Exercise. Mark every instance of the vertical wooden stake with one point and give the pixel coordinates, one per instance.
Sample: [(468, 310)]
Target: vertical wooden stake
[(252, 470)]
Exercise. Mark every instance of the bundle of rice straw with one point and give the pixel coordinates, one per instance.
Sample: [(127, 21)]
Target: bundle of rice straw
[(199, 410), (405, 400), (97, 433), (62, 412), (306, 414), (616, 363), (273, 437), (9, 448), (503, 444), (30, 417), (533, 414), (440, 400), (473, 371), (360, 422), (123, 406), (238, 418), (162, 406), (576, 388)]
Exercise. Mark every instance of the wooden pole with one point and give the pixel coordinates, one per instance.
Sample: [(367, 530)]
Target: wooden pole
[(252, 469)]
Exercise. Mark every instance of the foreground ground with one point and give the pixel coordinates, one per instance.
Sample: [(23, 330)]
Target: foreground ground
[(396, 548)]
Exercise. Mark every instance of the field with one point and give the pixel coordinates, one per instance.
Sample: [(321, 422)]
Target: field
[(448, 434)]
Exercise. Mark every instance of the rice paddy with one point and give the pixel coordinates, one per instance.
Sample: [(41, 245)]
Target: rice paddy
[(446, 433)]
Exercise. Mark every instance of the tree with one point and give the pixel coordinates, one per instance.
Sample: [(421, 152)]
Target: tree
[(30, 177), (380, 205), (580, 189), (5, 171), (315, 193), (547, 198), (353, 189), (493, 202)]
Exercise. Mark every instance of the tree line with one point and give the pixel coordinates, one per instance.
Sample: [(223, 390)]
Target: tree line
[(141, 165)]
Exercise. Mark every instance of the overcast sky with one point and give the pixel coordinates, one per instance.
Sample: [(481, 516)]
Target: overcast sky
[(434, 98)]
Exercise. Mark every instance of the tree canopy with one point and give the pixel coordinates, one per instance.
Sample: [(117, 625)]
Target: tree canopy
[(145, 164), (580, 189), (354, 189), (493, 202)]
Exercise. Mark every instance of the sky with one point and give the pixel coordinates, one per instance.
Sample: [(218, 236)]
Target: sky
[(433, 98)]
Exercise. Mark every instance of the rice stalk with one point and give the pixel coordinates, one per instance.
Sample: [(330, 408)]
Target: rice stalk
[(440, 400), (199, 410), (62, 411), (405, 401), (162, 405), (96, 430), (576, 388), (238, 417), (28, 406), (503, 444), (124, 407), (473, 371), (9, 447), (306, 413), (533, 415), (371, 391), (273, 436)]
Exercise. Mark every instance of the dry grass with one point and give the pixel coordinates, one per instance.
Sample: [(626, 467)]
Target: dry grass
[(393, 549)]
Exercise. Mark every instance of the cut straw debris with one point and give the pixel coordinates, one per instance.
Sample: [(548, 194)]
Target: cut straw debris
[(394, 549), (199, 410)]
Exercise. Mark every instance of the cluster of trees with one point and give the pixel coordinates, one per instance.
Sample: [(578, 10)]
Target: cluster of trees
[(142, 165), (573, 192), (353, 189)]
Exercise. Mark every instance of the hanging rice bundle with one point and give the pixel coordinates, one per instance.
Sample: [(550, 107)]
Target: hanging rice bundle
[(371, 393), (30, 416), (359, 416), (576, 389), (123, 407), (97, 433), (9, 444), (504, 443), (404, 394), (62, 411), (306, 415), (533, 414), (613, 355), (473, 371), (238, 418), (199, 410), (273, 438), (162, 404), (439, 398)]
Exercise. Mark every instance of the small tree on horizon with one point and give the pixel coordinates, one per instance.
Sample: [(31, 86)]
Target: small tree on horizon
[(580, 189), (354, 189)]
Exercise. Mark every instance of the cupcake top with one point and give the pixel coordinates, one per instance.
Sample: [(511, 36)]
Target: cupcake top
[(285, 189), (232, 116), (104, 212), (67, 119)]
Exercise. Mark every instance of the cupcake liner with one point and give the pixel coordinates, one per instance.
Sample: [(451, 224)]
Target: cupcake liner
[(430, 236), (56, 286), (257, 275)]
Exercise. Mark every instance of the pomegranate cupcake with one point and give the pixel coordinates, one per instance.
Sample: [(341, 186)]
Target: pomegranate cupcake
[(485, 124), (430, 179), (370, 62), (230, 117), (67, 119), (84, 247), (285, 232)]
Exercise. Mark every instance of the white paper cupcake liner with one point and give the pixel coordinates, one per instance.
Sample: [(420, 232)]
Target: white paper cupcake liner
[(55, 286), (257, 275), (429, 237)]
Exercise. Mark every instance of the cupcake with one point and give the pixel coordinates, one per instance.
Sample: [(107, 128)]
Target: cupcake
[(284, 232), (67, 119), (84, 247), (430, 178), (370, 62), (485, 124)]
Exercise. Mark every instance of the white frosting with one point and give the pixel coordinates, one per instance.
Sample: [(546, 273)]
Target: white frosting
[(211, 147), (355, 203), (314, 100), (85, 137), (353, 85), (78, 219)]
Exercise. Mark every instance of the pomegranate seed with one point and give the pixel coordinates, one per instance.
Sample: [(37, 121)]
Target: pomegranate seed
=-=-=
Recast every line of the records above as a Markdown table with two columns, Row and Line, numbering each row and leaving out blank lines.

Worked solution:
| Row | Line |
|---|---|
| 1 | Exercise. Mark every instance of the vertical wooden stake with one point and give the pixel coordinates, one per instance. |
| 2 | Sample: [(468, 310)] |
| 3 | Target: vertical wooden stake |
| 4 | [(252, 470)] |
| 5 | Exercise. Mark every instance of the bundle of rice straw with one point and give the pixel coordinates, one per instance. |
| 6 | Sample: [(127, 21)] |
| 7 | Target: bundle of rice straw |
| 8 | [(199, 410), (405, 400), (97, 433), (62, 412), (306, 414), (616, 363), (273, 437), (9, 448), (503, 444), (30, 417), (533, 414), (440, 400), (473, 371), (360, 422), (123, 406), (238, 418), (162, 406), (576, 388)] |
| 9 | Exercise. Mark every instance of the wooden pole with one point and give the pixel coordinates, one per instance. |
| 10 | Sample: [(367, 530)] |
| 11 | Target: wooden pole |
| 12 | [(252, 469)] |
| 13 | Exercise. Mark every instance of the foreground ground with one point and give the pixel coordinates, one per instance. |
| 14 | Sample: [(23, 330)] |
| 15 | Target: foreground ground |
| 16 | [(396, 548)] |
| 17 | Exercise. Mark every instance of the field with one point and give the pixel coordinates, one per instance. |
| 18 | Sample: [(321, 422)] |
| 19 | Target: field |
| 20 | [(448, 434)] |
| 21 | Exercise. Mark every instance of the rice paddy with one point and give the pixel coordinates, one per instance. |
| 22 | Sample: [(41, 245)] |
| 23 | Target: rice paddy |
| 24 | [(446, 433)] |
| 25 | Exercise. Mark every instance of the tree with one point and give the pixel coordinates, one per instance. |
| 26 | Sample: [(421, 152)] |
| 27 | Target: tree |
| 28 | [(30, 177), (380, 205), (580, 189), (5, 171), (315, 193), (547, 198), (353, 189), (493, 202)] |
| 29 | Exercise. Mark every instance of the tree line with one point and give the pixel coordinates, one per instance. |
| 30 | Sample: [(223, 390)] |
| 31 | Target: tree line |
| 32 | [(141, 165)] |
| 33 | Exercise. Mark every instance of the overcast sky with one point and give the pixel coordinates, one per instance. |
| 34 | Sample: [(481, 516)] |
| 35 | Target: overcast sky |
| 36 | [(434, 98)] |
| 37 | Exercise. Mark every instance of the tree canopy with one point and give the pixel coordinates, one per instance. |
| 38 | Sample: [(117, 625)] |
| 39 | Target: tree canopy |
| 40 | [(145, 164), (580, 189), (354, 189), (493, 202)] |
| 41 | Exercise. Mark every instance of the sky with one point and give the pixel coordinates, one per instance. |
| 42 | Sample: [(218, 236)] |
| 43 | Target: sky |
| 44 | [(433, 98)] |
| 45 | Exercise. Mark every instance of the rice stalk with one point and give the pixel coordinates, one per instance. |
| 46 | Sample: [(330, 408)] |
| 47 | Target: rice stalk |
| 48 | [(440, 400), (199, 410), (62, 411), (405, 401), (162, 405), (96, 430), (576, 388), (238, 417), (28, 406), (503, 444), (124, 407), (473, 371), (9, 447), (306, 413), (533, 415), (371, 391), (273, 436)] |
| 49 | Exercise. Mark every instance of the dry grass with one point and give the pixel coordinates, one per instance. |
| 50 | Sample: [(626, 467)] |
| 51 | Target: dry grass |
| 52 | [(393, 549)] |
| 53 | Exercise. Mark every instance of the cut straw debris with one point and give the pixel coordinates, one per instance. |
| 54 | Sample: [(548, 194)] |
| 55 | Target: cut straw debris |
| 56 | [(394, 549), (199, 410)] |
| 57 | Exercise. Mark every instance of the cluster of trees with one point and give the pixel coordinates, one per instance. |
| 58 | Sample: [(578, 10)] |
| 59 | Target: cluster of trees |
| 60 | [(142, 165), (573, 192), (353, 189)] |
| 61 | Exercise. Mark every instance of the hanging rice bundle with one point and give the pixel coordinates, one per instance. |
| 62 | Sample: [(550, 107)] |
| 63 | Target: hanging rice bundle |
| 64 | [(371, 393), (30, 416), (359, 416), (576, 389), (123, 407), (97, 433), (9, 444), (504, 443), (404, 394), (62, 411), (306, 415), (533, 414), (613, 355), (473, 371), (238, 418), (199, 410), (273, 438), (162, 404), (439, 398)] |
| 65 | Exercise. Mark every instance of the small tree on horizon with one point and give the pixel coordinates, one per instance. |
| 66 | Sample: [(31, 86)] |
| 67 | Target: small tree on horizon |
| 68 | [(580, 189), (354, 189)] |
| 69 | Exercise. Mark every instance of the cupcake top with one point and give the pixel coordinates, one per instance. |
| 70 | Sample: [(511, 36)] |
| 71 | Target: cupcake top |
| 72 | [(285, 189), (232, 116), (104, 212), (67, 119)] |
| 73 | Exercise. Mark every instance of the cupcake liner with one point and give the pixel coordinates, one per instance. |
| 74 | Sample: [(451, 224)] |
| 75 | Target: cupcake liner |
| 76 | [(430, 236), (56, 286), (257, 275)] |
| 77 | Exercise. Mark every instance of the pomegranate cupcake with one point and give the pixel coordinates, one per instance. |
| 78 | Sample: [(341, 186)] |
| 79 | Target: pomegranate cupcake |
| 80 | [(485, 124), (430, 179), (370, 62), (230, 117), (67, 119), (84, 247), (285, 232)] |
| 81 | Exercise. Mark every instance of the white paper cupcake liner with one point and give the pixel coordinates, one per instance. |
| 82 | Sample: [(420, 232)] |
| 83 | Target: white paper cupcake liner |
| 84 | [(55, 286), (257, 275), (429, 237)] |
| 85 | Exercise. Mark every instance of the cupcake with one point and give the pixel coordinates, one per instance. |
| 86 | Sample: [(107, 128)] |
| 87 | Target: cupcake |
| 88 | [(284, 232), (67, 119), (84, 247), (430, 178), (370, 62), (485, 124)] |
| 89 | Exercise. Mark every instance of the white frosting with one point and give the pixel coordinates, one per instance. |
| 90 | Sample: [(546, 273)] |
| 91 | Target: white frosting |
| 92 | [(211, 147), (355, 203), (314, 100), (85, 137), (353, 85), (78, 219)] |
| 93 | Exercise. Mark every instance of the pomegranate seed with one point and give the pixel coordinates, one per instance. |
| 94 | Sample: [(37, 121)] |
| 95 | Target: pomegranate seed |